Aim
Can you convert the data below into a numbered list, skipping blank lines and leaving out the pictures?

Supplied records
**********

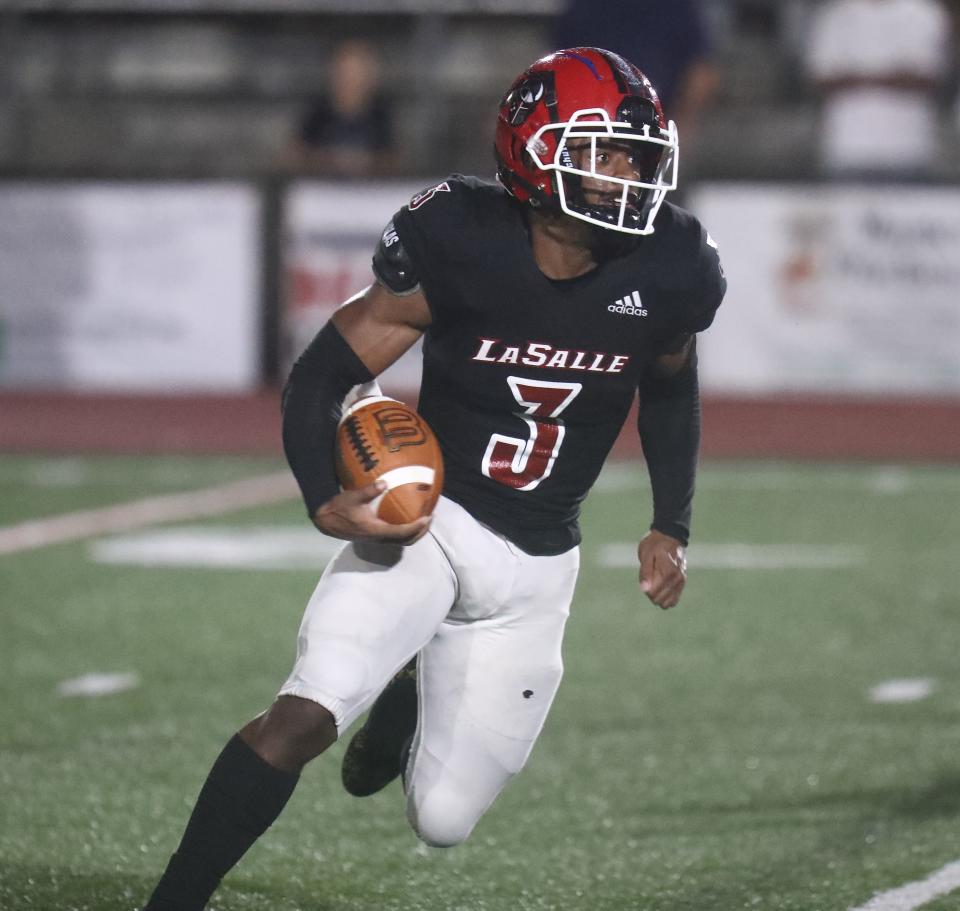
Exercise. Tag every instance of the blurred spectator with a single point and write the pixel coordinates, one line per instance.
(667, 39)
(880, 65)
(348, 130)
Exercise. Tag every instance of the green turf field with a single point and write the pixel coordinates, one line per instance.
(726, 755)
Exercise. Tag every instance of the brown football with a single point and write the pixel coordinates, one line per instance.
(381, 438)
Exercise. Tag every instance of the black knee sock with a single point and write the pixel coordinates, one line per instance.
(239, 801)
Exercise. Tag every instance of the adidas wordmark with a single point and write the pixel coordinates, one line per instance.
(629, 305)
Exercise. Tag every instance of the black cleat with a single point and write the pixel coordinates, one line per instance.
(378, 751)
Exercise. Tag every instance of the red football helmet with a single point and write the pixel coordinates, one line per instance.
(582, 130)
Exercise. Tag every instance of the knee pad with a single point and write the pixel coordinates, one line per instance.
(443, 817)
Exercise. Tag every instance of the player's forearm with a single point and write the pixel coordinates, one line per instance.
(312, 400)
(669, 424)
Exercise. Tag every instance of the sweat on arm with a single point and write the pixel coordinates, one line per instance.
(312, 405)
(669, 425)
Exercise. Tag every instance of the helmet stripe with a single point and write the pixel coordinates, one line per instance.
(586, 61)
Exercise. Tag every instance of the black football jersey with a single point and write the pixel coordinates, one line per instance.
(527, 380)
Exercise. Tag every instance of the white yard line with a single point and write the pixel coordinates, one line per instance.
(915, 894)
(910, 689)
(179, 507)
(745, 556)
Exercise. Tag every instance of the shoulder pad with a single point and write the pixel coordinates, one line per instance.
(392, 264)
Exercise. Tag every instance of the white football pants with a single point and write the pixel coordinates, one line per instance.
(487, 620)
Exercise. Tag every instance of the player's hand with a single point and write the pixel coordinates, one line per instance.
(663, 568)
(349, 515)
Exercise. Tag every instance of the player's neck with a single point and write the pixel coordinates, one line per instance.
(561, 245)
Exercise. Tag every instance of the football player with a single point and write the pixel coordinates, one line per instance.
(545, 301)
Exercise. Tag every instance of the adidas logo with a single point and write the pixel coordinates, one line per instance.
(630, 305)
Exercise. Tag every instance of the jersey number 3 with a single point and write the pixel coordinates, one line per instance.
(523, 463)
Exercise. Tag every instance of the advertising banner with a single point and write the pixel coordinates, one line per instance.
(834, 290)
(129, 287)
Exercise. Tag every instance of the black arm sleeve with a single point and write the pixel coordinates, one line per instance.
(326, 371)
(669, 424)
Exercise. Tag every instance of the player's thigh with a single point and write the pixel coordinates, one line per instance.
(373, 609)
(485, 690)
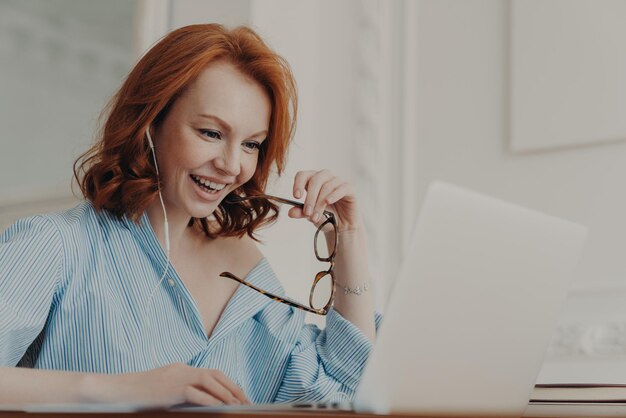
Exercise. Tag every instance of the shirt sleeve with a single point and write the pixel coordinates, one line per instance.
(326, 365)
(31, 262)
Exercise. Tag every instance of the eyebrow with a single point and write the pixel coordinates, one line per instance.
(226, 126)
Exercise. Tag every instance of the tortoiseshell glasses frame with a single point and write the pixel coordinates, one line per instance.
(330, 220)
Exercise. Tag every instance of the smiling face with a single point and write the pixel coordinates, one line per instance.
(208, 143)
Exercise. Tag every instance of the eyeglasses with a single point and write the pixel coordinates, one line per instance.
(320, 302)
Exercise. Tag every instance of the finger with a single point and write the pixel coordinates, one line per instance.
(327, 189)
(296, 213)
(299, 182)
(234, 389)
(313, 187)
(215, 388)
(343, 190)
(200, 397)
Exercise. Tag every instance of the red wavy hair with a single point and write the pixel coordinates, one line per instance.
(117, 173)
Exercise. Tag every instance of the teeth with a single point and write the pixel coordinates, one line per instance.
(209, 184)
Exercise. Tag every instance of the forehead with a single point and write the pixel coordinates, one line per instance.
(222, 90)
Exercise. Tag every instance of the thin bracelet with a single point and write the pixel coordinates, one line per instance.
(354, 290)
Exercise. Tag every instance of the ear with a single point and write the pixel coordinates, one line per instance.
(149, 138)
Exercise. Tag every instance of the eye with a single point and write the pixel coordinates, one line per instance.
(209, 133)
(252, 145)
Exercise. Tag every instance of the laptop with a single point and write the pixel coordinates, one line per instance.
(473, 309)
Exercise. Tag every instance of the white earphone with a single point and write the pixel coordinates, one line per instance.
(165, 224)
(166, 234)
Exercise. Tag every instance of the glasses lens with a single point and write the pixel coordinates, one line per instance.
(325, 241)
(323, 292)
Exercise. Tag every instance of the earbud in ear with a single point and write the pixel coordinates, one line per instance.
(149, 138)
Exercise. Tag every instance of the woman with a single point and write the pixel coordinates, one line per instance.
(121, 298)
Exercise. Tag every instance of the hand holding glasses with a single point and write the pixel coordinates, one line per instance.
(320, 302)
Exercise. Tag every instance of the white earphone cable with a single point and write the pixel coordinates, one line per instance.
(167, 245)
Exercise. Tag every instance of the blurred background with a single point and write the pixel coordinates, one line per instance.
(524, 100)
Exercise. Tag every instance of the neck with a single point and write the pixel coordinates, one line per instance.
(177, 225)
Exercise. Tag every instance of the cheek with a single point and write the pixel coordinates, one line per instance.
(249, 167)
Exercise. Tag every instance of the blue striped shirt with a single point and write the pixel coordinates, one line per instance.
(74, 287)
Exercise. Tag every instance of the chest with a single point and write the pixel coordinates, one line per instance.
(210, 292)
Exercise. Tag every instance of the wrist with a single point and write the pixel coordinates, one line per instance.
(103, 388)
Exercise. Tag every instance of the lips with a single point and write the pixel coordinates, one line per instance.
(207, 185)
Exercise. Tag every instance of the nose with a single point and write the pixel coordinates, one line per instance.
(229, 162)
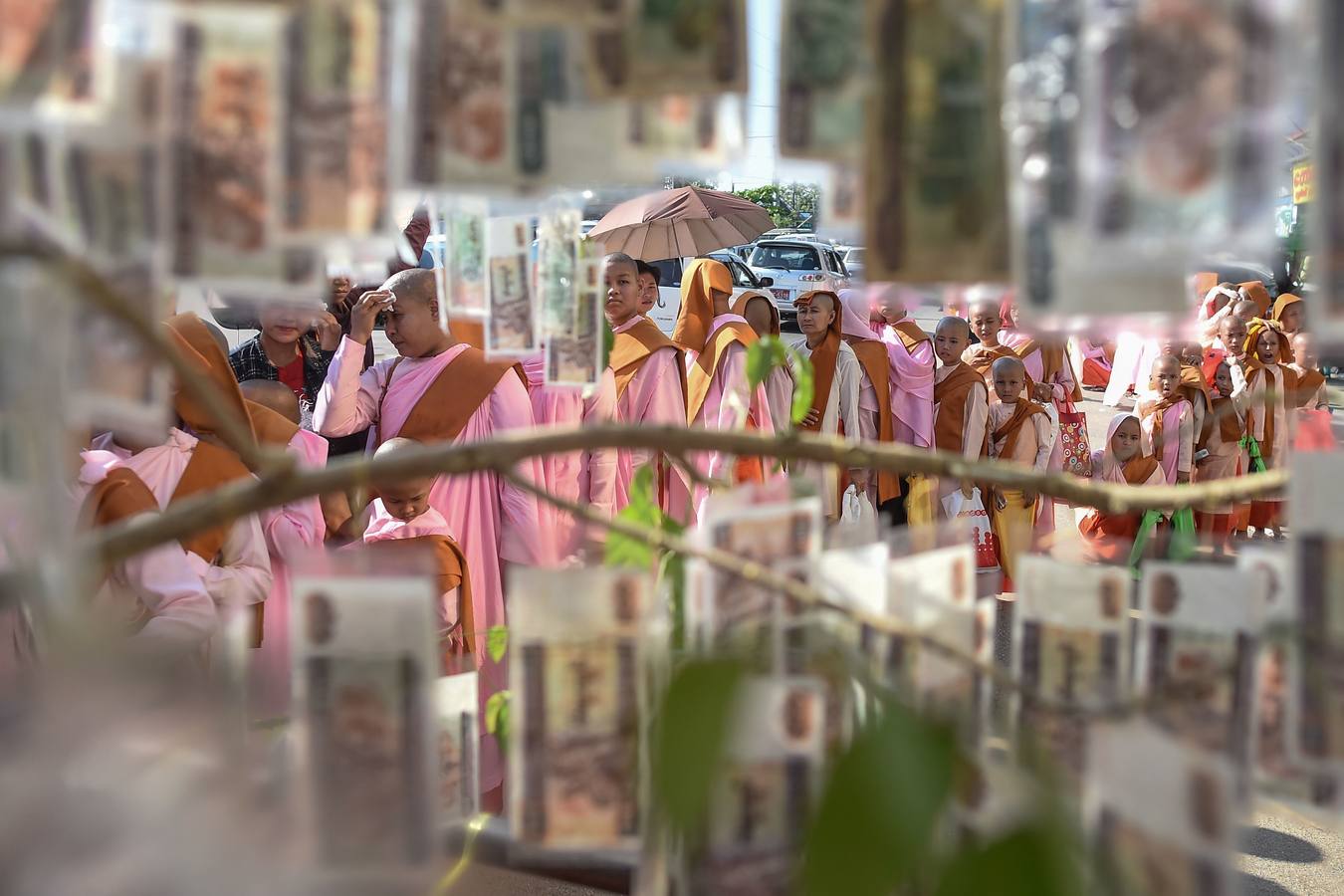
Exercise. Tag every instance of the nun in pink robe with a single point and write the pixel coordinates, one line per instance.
(582, 477)
(653, 398)
(291, 531)
(494, 520)
(910, 385)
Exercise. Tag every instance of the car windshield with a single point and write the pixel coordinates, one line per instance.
(786, 258)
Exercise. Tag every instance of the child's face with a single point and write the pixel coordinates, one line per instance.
(622, 292)
(1266, 346)
(406, 500)
(1233, 336)
(648, 293)
(949, 341)
(1304, 352)
(986, 324)
(1292, 318)
(1125, 441)
(1009, 380)
(1166, 376)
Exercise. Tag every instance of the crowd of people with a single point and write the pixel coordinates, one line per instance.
(979, 387)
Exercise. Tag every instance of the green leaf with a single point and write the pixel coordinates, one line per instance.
(496, 718)
(1028, 861)
(803, 385)
(642, 510)
(496, 642)
(690, 738)
(880, 806)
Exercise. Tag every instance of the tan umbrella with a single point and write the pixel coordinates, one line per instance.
(679, 223)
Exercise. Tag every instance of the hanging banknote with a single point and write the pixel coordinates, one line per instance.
(576, 642)
(364, 666)
(334, 134)
(226, 108)
(46, 53)
(511, 328)
(672, 47)
(934, 168)
(822, 89)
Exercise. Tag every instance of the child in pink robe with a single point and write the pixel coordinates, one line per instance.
(582, 477)
(495, 522)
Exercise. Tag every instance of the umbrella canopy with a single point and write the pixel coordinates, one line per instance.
(679, 223)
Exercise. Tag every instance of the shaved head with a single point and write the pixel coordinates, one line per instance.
(275, 395)
(1008, 365)
(953, 324)
(415, 285)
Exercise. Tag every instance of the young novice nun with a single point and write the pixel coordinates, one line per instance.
(405, 522)
(719, 396)
(910, 384)
(960, 402)
(584, 477)
(986, 323)
(291, 530)
(1109, 538)
(649, 376)
(1170, 422)
(1221, 441)
(835, 404)
(1310, 381)
(1018, 431)
(764, 318)
(1269, 383)
(1289, 314)
(876, 422)
(231, 560)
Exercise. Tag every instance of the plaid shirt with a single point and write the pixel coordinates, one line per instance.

**********

Output
1. Exercise. Tag every instance of the blurred spectator with a single point and write the pixel coordinates, one line per instance.
2. (667, 39)
3. (880, 65)
4. (348, 130)
5. Exercise. Tag every instance of the green turf field with a single point and write the pixel coordinates, one line per instance.
6. (726, 755)
7. Exercise. Tag every instance of the brown football with a single point and write the pixel coordinates, one line per instance.
8. (381, 438)
9. Exercise. Tag every instance of the black knee sock with a single point and write the pixel coordinates, one line per instance.
10. (239, 801)
11. Exercise. Tag every instance of the adidas wordmark with a single point and write the pixel coordinates, one line per instance.
12. (629, 305)
13. Exercise. Tag every instance of the black cleat with a single point and write the pixel coordinates, one line per instance.
14. (378, 751)
15. Exercise. Tag every instance of the red football helmet with a single point and write the pixel coordinates, one line per instance.
16. (582, 130)
17. Exercise. Tag every instance of the knee pad with a single point and write the pixel coordinates, one line per instance.
18. (443, 817)
19. Exercise. Tag every instance of the player's forearm with a single point and write the pixel coordinates, one line per instance.
20. (312, 400)
21. (669, 424)
22. Exercise. Tag every instance of the sweat on arm with a single point and write the pixel coordinates, one line per instance.
23. (312, 405)
24. (669, 425)
25. Exercise. Tag every instance of the helmet stripe with a single point and write the pixel coordinates, one line per instance.
26. (586, 61)
27. Exercise. Tag every instance of the black football jersey with a single point and write the pixel coordinates, one line per instance.
28. (527, 380)
29. Exercise. Tag every instance of the white yard line with a single point and write the pixel coordinates, one line per instance.
30. (915, 894)
31. (910, 689)
32. (179, 507)
33. (745, 556)
34. Exercise. Tag every instance of the shoulder pad with a single point and write the pixel coordinates, one line per instance.
35. (392, 264)
36. Exercise. Tag every instance of the white football pants with a single point and write the pixel coordinates, one line per instance.
37. (487, 620)
38. Exercise. Tag every instance of the player's hand with a single point and write the pixel coordinates, one line per instance.
39. (663, 568)
40. (349, 515)
41. Exercise. Tag every instance of the player's neck with a single point and write the pixel coordinates, one line per instance.
42. (561, 245)
43. Exercise. Tag every instance of the football player with a single point and write the pixel coordinates, one line per instance.
44. (545, 301)
45. Exercise. Tag every instance of the adidas logo with a single point and write the pixel coordinates, one line per instance.
46. (630, 305)
47. Exercise. Tag every instance of the jersey number 3 with a single point and write the pixel coordinates, one line per instance.
48. (523, 463)
49. Exercise. Tag every instance of the advertising banner with a single point and write the pixel coordinates, one line per instance.
50. (834, 290)
51. (129, 287)
52. Exercise. Tag every instance of the black arm sleeve with a single point and write the pixel coordinates, one line per instance.
53. (326, 371)
54. (669, 424)
55. Exercise. Tag every instance of the player's thigh with a single point and write the pixel coordinates, one line per instance.
56. (373, 609)
57. (485, 690)
58. Exercise. Tag every instance of the shirt sleeve with a single point and write the pixel coordinates, one line per instance.
59. (326, 365)
60. (31, 262)
61. Exercise. Tag every instance of the eyebrow with a single point and write the pixel coordinates, one line per instance.
62. (226, 126)
63. Exercise. Tag every instance of the tortoiseshell glasses frame with a single point and write the pixel coordinates, one line per instance.
64. (330, 220)
65. Exercise. Tag every instance of the smiling face with a single point and write the pixel coordinates, one line per instance.
66. (208, 143)
67. Exercise. Tag every instance of the eyeglasses with a single point and write the pixel coordinates, one line per instance.
68. (320, 302)
69. Exercise. Tag every instance of the finger with a single point and write the pixel coordinates, one line per instance.
70. (327, 189)
71. (296, 213)
72. (299, 182)
73. (234, 389)
74. (313, 187)
75. (215, 388)
76. (343, 190)
77. (200, 397)
78. Exercise. Tag every instance of the red wavy hair with a single point and write the pixel coordinates, one line per instance.
79. (117, 173)
80. Exercise. Tag every instance of the teeth with a single point and write the pixel coordinates, one line per instance.
81. (209, 184)
82. Exercise. Tag every instance of the forehead with a single point and write the pixel coordinates, one line per instance.
83. (222, 90)
84. Exercise. Tag every instance of the thin bracelet with a single point and write the pixel coordinates, one line per instance.
85. (354, 290)
86. Exercise. Tag every instance of the ear with a single point and write the pixel coordinates, one line per instance.
87. (149, 138)
88. Exercise. Tag every instance of the eye with a single point and write the pixel coordinates, one line per instance.
89. (209, 133)
90. (252, 145)
91. Exercise. Tag every instance of the laptop with a single point and write the pixel coordinates, one line per instance.
92. (473, 309)
93. Exercise. Tag every instance of the white earphone with a single point and write the pixel coordinates, one line per instance.
94. (165, 224)
95. (166, 234)
96. Exercise. Tag every instance of the glasses lens with a single point and write the pixel coordinates, one line per instance.
97. (325, 241)
98. (323, 292)
99. Exercise. Tag every instance of the earbud in ear with a single point and write the pixel coordinates, one line per instance.
100. (149, 138)
101. Exercise. Tag every instance of the woman with a single point and write the pixel coordinates, one line per instance.
102. (121, 298)
103. Exercise. Tag every instance of the hand holding glasses with a single point and write the pixel coordinates, one line per instance.
104. (320, 302)
105. Exercise. Tag every instance of the white earphone cable with a single point and write the pixel coordinates, one line per instance.
106. (167, 245)
107. Exercise. Tag every instance of the blurred background with a single point and write the pixel coordinates, one line per instance.
108. (524, 100)
109. Exercise. Tag every instance of the neck with a single point and write the pixel coordinates, one line per instance.
110. (177, 225)
111. Exercise. Tag every instance of the cheek with a single point and write the pixel coordinates, one line per instance.
112. (249, 167)
113. Exercise. Tag every instance of the blue striped shirt with a single point and write the pixel coordinates, one line per instance.
114. (74, 287)
115. Exercise. Tag every instance of the chest with a single point and write the pixel coordinates, one line per instance.
116. (210, 292)
117. Exercise. Tag every instance of the wrist with a single point and write the pixel coordinates, one line per instance.
118. (103, 388)
119. Exercise. Tag every instance of the lips with a single point and write the pixel coordinates, one line per instance.
120. (207, 185)
121. Exercise. Tag every instance of the nose with a single point and write the pixel coordinates, one line per instance.
122. (229, 162)
123. Exercise. Tag every instance of the nun in pink robe with a single point and write the pixel coordinates, one line per instance.
124. (582, 477)
125. (653, 398)
126. (291, 531)
127. (494, 520)
128. (910, 385)
129. Exercise. Tag every instance of the car windshield with a single point and write the pixel coordinates, one line per instance.
130. (786, 258)
131. Exercise. Tag every instance of the child's face with a single point and write the pixel coordinates, one line per instance.
132. (622, 292)
133. (1266, 346)
134. (406, 500)
135. (1233, 336)
136. (648, 293)
137. (949, 341)
138. (1304, 352)
139. (986, 324)
140. (1292, 318)
141. (1125, 441)
142. (1009, 380)
143. (1166, 376)
144. Exercise. Tag every instance of the crowd of people with a single point and write the pixel coordinates, one line per instance.
145. (979, 387)
146. Exercise. Tag every instance of the green leaf with a single point and write the pixel coordinates, one line per instance.
147. (496, 718)
148. (1028, 861)
149. (803, 385)
150. (642, 510)
151. (496, 642)
152. (690, 738)
153. (880, 806)
154. Exercise. Tag every instance of the tan umbrella with a single point and write the pixel coordinates, one line per instance.
155. (679, 223)
156. Exercise. Tag every instance of the hanging banknote with a single point and write the pixel coordinates, one line per instance.
157. (576, 642)
158. (364, 666)
159. (334, 134)
160. (226, 108)
161. (46, 53)
162. (511, 328)
163. (672, 47)
164. (934, 168)
165. (822, 89)
166. Exercise. Tag every instance of the child in pink robe with a single point and write the pixel coordinates, one line per instance.
167. (582, 477)
168. (495, 522)
169. Exercise. Tag every instance of the umbrella canopy with a single point and write the pixel coordinates, one line per instance.
170. (679, 223)
171. Exercise. Tag every instance of the shaved head with a single point and write the pixel coordinates, one line per instance.
172. (275, 395)
173. (1008, 365)
174. (953, 324)
175. (415, 285)
176. Exercise. Tag every instance of the young novice nun with a single point and write the pixel coordinates, one line per instance.
177. (405, 522)
178. (719, 396)
179. (910, 384)
180. (960, 402)
181. (584, 477)
182. (986, 323)
183. (291, 530)
184. (1109, 538)
185. (649, 376)
186. (1170, 422)
187. (1221, 441)
188. (835, 404)
189. (1310, 381)
190. (1018, 431)
191. (764, 318)
192. (1269, 383)
193. (1289, 314)
194. (876, 422)
195. (231, 560)
196. Exercise. Tag every instance of the plaid shirt with a single point and write the pixel coordinates, one line per instance.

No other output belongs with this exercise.